-- Opening Marker --

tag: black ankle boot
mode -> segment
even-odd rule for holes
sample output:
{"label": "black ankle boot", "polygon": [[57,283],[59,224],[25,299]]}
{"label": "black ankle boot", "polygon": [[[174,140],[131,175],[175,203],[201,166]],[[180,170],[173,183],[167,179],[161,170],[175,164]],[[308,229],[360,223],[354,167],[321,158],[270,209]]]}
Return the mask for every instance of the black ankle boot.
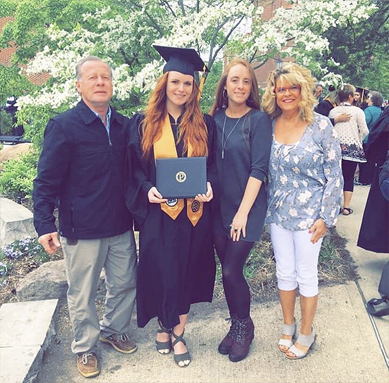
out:
{"label": "black ankle boot", "polygon": [[218,347],[218,351],[222,355],[228,355],[230,353],[232,344],[234,343],[234,339],[236,336],[236,320],[238,317],[236,314],[231,314],[231,318],[228,318],[226,320],[231,322],[230,331],[228,331],[227,335],[224,337],[224,339],[221,341]]}
{"label": "black ankle boot", "polygon": [[246,319],[236,318],[236,335],[230,349],[231,362],[239,362],[246,358],[254,339],[254,323],[250,317]]}

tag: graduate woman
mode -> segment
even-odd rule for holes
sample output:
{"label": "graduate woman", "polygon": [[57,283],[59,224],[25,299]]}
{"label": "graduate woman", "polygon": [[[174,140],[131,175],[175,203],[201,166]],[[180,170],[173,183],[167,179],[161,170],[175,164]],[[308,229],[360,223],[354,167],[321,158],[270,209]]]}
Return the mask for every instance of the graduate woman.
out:
{"label": "graduate woman", "polygon": [[[158,318],[156,348],[174,352],[180,367],[191,357],[183,338],[190,305],[211,302],[215,257],[206,194],[165,199],[156,188],[156,159],[207,157],[214,121],[199,107],[194,71],[206,69],[193,49],[155,46],[167,61],[144,113],[132,119],[127,206],[139,228],[138,326]],[[207,69],[206,69],[207,70]],[[209,180],[209,178],[208,178]]]}
{"label": "graduate woman", "polygon": [[214,243],[231,316],[219,352],[238,362],[247,356],[254,338],[243,266],[262,233],[272,141],[271,121],[259,111],[257,80],[247,61],[235,59],[226,67],[211,114],[217,125]]}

-- Closing Marker --

**Task to carry out**
Pick out every line of the listing containing the word "mask", and show those lines.

**Solution below**
Return the mask for every instance of the black ankle boot.
Return the mask for every instance of the graduate woman.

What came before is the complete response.